KUTIPAN SUMBER |
______

Setelah berkomunikasi dengan berbagai pihak, Menlu Retno mendapatkan konfirmasi penculikan pada Kamis (23/6/2016).
Penyanderaan terbagi menjadi dua tahap, sekitar pukul 11.30 dan 12.45 waktu setempat oleh dua kelompok bersenjata yang berbeda.
Saat penyanderaan, kapal membawa 13 orang ABK.
Sebanyak 7 orang ditahan dan sisanya dibebaskan.
Pada awalnya, aksi pertama dilakukan pukul 11.30 dengan empat pria bersenjata menculik tiga WNI, Kapten Fery Arifin (nahkoda), Muhammad Mahbrur Dahri (KKM), dan Edy Suryono (masinis II), dan kapal dibiarkan pergi.
Satu jam berselang, sepuluh orang bersenjata mengejar tugboat dengan tiga perahu speed dan membawa 4 ABK lainnya, Ismail Tiro (mualim I), Robin Piter (juru mudi), Muhammad Natsir (masinis III), dan Muhammad Sofyan (oilman).
Pemerintah memutuskan kembali menghidupkan Crisis Center.
Berbagai upaya pembebasan dilakukan. Tiga Menteri Pertahanan, Indonesia, Malaysia, dan Filipina melakukan pertemuan trilateral di Kuala Lumpur pada Selasa (12/7/2016).
Pertemuan itu membahas pembebasan sandera dan merumuskan detail patroli tiga negara di perairan yang dinilai rawan pembajakan.
Selain itu, Presiden Joko Widodo menelepon dan menyurati Presiden Filipina Rodrigo Duterte.
Kelompok Al Habsyi Misaya sempat mengancam akan membunuh empat ABK kapal tunda Charles jika tuntutan yang tebusan tidak dipenuhi.

______

CATATAN |
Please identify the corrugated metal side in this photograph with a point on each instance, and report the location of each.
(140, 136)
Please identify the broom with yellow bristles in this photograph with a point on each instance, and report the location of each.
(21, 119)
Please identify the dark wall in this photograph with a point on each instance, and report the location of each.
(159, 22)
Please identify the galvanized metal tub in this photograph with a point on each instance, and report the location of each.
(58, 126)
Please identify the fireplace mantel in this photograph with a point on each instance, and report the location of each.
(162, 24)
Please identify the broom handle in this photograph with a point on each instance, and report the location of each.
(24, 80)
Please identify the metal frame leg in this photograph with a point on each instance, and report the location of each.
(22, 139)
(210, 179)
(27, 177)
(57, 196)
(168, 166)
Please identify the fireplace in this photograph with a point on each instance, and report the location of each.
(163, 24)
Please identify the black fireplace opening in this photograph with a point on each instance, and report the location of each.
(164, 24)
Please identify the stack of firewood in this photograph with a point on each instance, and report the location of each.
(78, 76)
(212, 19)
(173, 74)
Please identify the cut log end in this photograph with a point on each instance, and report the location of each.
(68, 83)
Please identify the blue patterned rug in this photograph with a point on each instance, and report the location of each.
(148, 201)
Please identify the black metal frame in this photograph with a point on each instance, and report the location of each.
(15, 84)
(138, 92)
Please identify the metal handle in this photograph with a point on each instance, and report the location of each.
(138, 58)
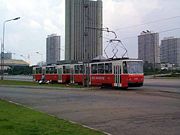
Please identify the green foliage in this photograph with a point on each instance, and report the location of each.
(17, 120)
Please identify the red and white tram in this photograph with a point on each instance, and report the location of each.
(116, 73)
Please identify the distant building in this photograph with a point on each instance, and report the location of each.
(53, 49)
(83, 35)
(170, 51)
(148, 48)
(7, 56)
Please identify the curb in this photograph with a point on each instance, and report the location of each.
(47, 87)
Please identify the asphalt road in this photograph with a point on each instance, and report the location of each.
(132, 112)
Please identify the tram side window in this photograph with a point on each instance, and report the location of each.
(66, 69)
(43, 71)
(81, 69)
(125, 67)
(55, 70)
(101, 68)
(76, 68)
(94, 68)
(108, 68)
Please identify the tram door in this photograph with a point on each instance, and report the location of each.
(117, 75)
(72, 74)
(59, 71)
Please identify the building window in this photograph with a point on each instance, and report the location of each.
(101, 68)
(108, 68)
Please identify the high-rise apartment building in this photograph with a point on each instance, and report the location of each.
(83, 37)
(148, 47)
(53, 49)
(7, 56)
(170, 51)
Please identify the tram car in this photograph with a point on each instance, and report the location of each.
(116, 73)
(37, 73)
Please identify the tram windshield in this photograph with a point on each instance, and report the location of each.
(133, 67)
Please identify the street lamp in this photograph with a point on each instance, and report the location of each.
(2, 46)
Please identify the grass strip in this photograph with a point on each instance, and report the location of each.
(18, 120)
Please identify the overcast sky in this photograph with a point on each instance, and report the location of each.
(40, 18)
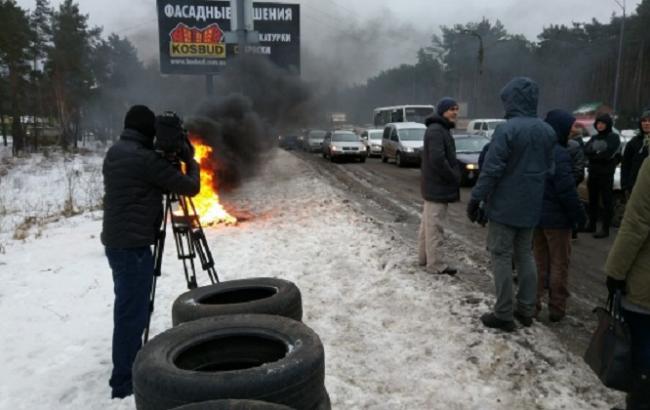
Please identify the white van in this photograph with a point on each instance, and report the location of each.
(484, 126)
(403, 142)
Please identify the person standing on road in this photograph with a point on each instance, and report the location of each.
(135, 177)
(628, 271)
(603, 153)
(439, 184)
(511, 184)
(636, 151)
(561, 211)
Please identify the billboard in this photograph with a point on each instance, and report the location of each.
(192, 35)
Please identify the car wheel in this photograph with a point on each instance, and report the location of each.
(255, 295)
(398, 160)
(227, 404)
(262, 357)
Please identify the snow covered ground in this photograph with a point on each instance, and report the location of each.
(394, 336)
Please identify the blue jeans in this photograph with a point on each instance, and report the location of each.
(507, 243)
(132, 279)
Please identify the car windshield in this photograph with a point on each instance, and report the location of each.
(493, 124)
(375, 135)
(316, 135)
(412, 134)
(470, 144)
(418, 114)
(345, 137)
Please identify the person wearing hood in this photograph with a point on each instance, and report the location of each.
(511, 185)
(628, 273)
(561, 211)
(439, 184)
(135, 178)
(636, 151)
(603, 153)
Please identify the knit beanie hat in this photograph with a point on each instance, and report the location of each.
(142, 119)
(445, 104)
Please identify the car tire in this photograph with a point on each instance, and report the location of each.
(259, 357)
(398, 160)
(228, 404)
(254, 295)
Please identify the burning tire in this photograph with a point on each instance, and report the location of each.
(249, 357)
(256, 295)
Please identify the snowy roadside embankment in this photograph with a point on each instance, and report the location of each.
(394, 336)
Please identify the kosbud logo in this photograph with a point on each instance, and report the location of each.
(206, 42)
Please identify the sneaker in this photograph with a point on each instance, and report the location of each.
(448, 271)
(489, 320)
(524, 320)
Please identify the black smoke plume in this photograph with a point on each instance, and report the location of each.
(255, 102)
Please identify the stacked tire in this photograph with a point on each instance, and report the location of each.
(237, 344)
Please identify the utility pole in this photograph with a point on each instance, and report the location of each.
(620, 56)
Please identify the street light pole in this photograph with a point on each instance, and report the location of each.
(620, 56)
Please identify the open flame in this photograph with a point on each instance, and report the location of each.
(207, 205)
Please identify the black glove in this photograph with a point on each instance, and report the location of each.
(187, 152)
(614, 285)
(473, 210)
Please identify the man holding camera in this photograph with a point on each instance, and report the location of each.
(135, 179)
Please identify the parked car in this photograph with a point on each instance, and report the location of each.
(402, 142)
(290, 141)
(468, 149)
(484, 126)
(313, 140)
(339, 144)
(372, 140)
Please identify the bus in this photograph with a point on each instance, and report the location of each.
(401, 113)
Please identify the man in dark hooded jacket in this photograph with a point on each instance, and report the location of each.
(636, 151)
(561, 212)
(135, 178)
(603, 153)
(511, 184)
(440, 184)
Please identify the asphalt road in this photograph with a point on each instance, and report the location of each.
(391, 196)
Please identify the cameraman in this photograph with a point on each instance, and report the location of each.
(135, 178)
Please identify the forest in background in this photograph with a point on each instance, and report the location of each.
(59, 74)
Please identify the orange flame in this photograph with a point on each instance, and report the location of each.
(207, 205)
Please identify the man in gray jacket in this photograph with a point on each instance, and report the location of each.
(511, 186)
(440, 184)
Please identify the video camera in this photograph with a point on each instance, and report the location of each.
(171, 137)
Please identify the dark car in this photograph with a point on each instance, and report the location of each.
(468, 148)
(290, 141)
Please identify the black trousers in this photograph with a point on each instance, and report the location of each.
(601, 191)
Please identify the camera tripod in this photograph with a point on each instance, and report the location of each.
(190, 243)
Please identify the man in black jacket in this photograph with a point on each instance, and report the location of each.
(135, 178)
(603, 153)
(636, 151)
(440, 184)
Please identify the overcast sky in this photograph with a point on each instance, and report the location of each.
(408, 24)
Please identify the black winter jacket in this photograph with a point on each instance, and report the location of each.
(603, 150)
(135, 178)
(635, 153)
(440, 181)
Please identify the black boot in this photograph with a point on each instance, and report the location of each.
(639, 396)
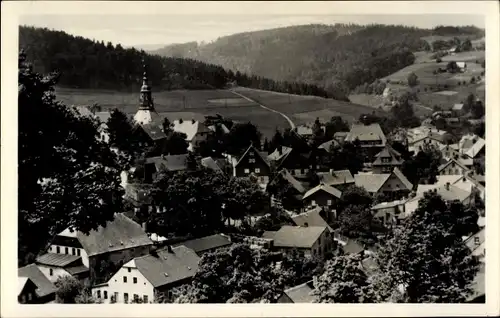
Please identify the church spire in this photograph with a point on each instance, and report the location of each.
(146, 98)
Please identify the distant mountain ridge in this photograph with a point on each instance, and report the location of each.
(340, 56)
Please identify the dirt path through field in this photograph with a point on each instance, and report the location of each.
(292, 125)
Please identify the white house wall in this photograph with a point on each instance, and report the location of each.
(56, 272)
(116, 285)
(62, 250)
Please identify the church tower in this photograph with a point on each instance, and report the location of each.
(146, 113)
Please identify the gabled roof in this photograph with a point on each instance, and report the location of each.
(312, 218)
(301, 293)
(296, 236)
(450, 161)
(211, 163)
(336, 177)
(402, 178)
(207, 243)
(476, 148)
(323, 187)
(388, 152)
(167, 267)
(119, 234)
(279, 154)
(44, 285)
(328, 144)
(59, 260)
(363, 132)
(258, 154)
(371, 182)
(190, 128)
(154, 131)
(169, 162)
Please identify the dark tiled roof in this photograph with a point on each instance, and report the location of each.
(301, 293)
(296, 236)
(45, 287)
(119, 234)
(59, 260)
(154, 131)
(169, 162)
(312, 218)
(168, 267)
(207, 243)
(336, 177)
(77, 269)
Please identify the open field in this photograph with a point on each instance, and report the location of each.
(300, 108)
(193, 104)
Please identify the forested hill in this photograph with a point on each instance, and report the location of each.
(83, 63)
(326, 55)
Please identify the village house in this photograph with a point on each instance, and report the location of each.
(464, 182)
(448, 192)
(340, 179)
(26, 290)
(389, 213)
(322, 195)
(453, 167)
(195, 131)
(371, 138)
(154, 165)
(143, 278)
(54, 265)
(298, 294)
(387, 160)
(45, 291)
(298, 164)
(118, 242)
(315, 217)
(391, 184)
(476, 243)
(311, 240)
(206, 244)
(252, 162)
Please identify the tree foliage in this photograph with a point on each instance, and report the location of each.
(67, 175)
(240, 274)
(343, 281)
(426, 259)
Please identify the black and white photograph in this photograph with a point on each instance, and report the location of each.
(257, 159)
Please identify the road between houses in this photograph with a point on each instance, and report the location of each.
(292, 125)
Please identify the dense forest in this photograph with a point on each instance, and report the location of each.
(83, 63)
(338, 57)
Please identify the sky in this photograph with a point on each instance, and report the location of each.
(152, 31)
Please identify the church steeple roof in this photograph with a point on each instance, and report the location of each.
(146, 98)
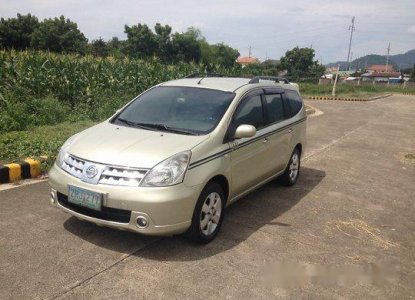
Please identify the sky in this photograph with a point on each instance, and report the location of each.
(268, 27)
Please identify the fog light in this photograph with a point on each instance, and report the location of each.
(52, 198)
(141, 222)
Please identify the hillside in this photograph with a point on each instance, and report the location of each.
(400, 61)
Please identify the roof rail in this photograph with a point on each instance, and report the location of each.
(256, 79)
(196, 75)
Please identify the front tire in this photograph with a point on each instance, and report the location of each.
(291, 173)
(208, 214)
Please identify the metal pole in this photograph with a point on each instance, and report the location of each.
(351, 28)
(333, 92)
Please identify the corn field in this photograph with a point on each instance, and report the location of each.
(40, 88)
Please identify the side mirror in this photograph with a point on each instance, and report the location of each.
(244, 131)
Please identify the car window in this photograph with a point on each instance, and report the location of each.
(250, 113)
(189, 109)
(295, 101)
(275, 108)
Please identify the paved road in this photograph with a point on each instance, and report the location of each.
(345, 231)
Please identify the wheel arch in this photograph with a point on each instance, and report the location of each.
(223, 182)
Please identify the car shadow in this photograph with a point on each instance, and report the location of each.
(260, 208)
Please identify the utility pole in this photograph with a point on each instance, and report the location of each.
(333, 92)
(387, 57)
(352, 29)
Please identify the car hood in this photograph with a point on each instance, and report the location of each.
(126, 146)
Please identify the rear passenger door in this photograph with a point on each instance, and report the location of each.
(249, 162)
(278, 138)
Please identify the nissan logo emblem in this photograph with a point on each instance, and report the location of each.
(91, 171)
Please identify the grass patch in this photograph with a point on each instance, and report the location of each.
(350, 91)
(42, 140)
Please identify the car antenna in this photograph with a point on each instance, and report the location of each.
(201, 79)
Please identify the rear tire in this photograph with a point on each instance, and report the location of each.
(208, 214)
(291, 173)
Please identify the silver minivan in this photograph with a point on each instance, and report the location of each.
(172, 159)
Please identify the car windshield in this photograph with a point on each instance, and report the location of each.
(183, 110)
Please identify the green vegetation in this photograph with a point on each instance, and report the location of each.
(61, 35)
(300, 64)
(39, 88)
(42, 140)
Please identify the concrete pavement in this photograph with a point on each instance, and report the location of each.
(351, 213)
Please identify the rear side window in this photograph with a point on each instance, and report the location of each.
(250, 113)
(295, 101)
(275, 108)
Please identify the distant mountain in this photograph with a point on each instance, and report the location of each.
(399, 61)
(404, 61)
(343, 65)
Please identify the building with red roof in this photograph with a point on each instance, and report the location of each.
(381, 68)
(247, 60)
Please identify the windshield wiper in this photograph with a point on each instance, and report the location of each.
(151, 126)
(134, 124)
(166, 128)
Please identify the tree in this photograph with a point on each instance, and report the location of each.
(59, 35)
(115, 47)
(141, 41)
(164, 49)
(186, 46)
(99, 48)
(17, 32)
(299, 62)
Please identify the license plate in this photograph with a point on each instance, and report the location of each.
(86, 198)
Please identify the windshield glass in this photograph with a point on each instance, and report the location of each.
(183, 110)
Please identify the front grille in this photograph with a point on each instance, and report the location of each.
(122, 176)
(106, 213)
(73, 165)
(111, 175)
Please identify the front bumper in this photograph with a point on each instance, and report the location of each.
(168, 210)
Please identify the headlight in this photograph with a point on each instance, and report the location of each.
(169, 172)
(63, 151)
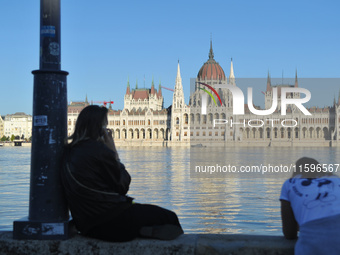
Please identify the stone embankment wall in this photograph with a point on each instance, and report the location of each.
(199, 244)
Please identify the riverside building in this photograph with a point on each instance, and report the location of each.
(18, 124)
(145, 122)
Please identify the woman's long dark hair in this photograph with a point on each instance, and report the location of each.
(89, 124)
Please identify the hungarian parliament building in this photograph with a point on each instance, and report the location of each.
(209, 122)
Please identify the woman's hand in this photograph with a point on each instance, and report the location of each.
(108, 140)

______

TUGAS WAJIB |
1: Kumpulkan semua baris catatan yang memuat kata "foliage", lalu salin baris-baris itu tanpa diubah.
2: Tolong sambung teks tentang penyanderaan ABK WNI, mulai tepat setelah kalimat terakhirnya.
Teks dan catatan di atas adalah dua bahan yang terpisah satu sama lain.

JAWABAN PER TUGAS |
1:
Please identify the green foliage in this photograph with a point on each instance, and report the location of each.
Please identify the tree foliage in this photograph with a point on each instance, and report the location of each.

2:
Lima orang perwakilan keluarga sandera dari Samarinda sempat mendatangi Kementerian Luar Negeri untuk meminta kejelasan informasi ABK Charles 001.
Dalam pertemuan itu, sempat terjadi komunikasi dengan sandera dan dinyatakan dalam keadaan baik.
Pemerintah juga memastikan PT Rudiantara Bersaudara membayar sejumlah kompensasi bantuan keuangan kepada keluarga.
Dua ABK, Ismail Tiro dan Muhammad Sofyan berhasil meloloskan diri penyanderaan Abu Sayyaf pada, Rabu (17/8/2016).
Mereka dinyatakan sehat setelah melakukan tes kesehatan di KBRI Manila dan tiba di Tanah Air pada Jumat (26/8/2016) malam.
Setelah beberapa bulan, Ferry Arifin, M Mahbrur Dahri, dan Edi Suryono bebas pada Sabtu (1/10/2016) malam.
Kemudian, setelah enam bulan menanti, Muhammad Nasir dan Muhammad Robin Piter dibebaskan oleh milisi Alhabsyi di Filipina Selatan pada Senin (12/12/2016).
Dengan demikian, semua sandera kapal Charles telah berhasil bertemu dengan keluarganya.
4. Tiga ABK Pukat Tunda disandera
Pada 9 Juli 2016, tiga ABK pukat tunda LD/114/5S milik China Tong Lim berbendera Malaysia, disandera kelompok Abu Sayyaf ketika melewati perairan kawasan Felda Sahabat, Tungku, Lahad Datu Sabah, Negara Bagian Malaysia.
Mereka adalah Lorense Koten (34) yang bertindak sebagai juragan kapal, Emanuel (40) dan Teodorus Kopong sebagai ABK.
Awalnya, tujuh orang diculik, namun empat lainnya dibebaskan karena beralasan tidak memiliki paspor.
Penyandera meminta tebusan sebesar 200 juta peso atau sekitar Rp 55,5 miliar.
Permintaan tersebut disampaikan penyandera kepada pemilik kapal.
Pada tanggal 12-14 Juli 2016, terjadi pertemuan antara delegasi Filipina yang dipimpin oleh Asisten Operasi Angkatan Bersenjata Filipina dengan Asisten Operasi Panglima TNI di Hotel Parklane, Jakarta.
Pertemuan itu merupakan tindak lanjut dari pertemuan pada 27 Juni yang membahas pencegahan perompakan dan penyanderaan.
Beberapa tindakan disepakati, di antaranya, akan mengikutsertakan Western Mindanao Command Angkatan Bersenjata Filipina dan Komandan Lantamal XIII/Tarakan ke dalam kegiatan Komite perbatasan RI-RPBC.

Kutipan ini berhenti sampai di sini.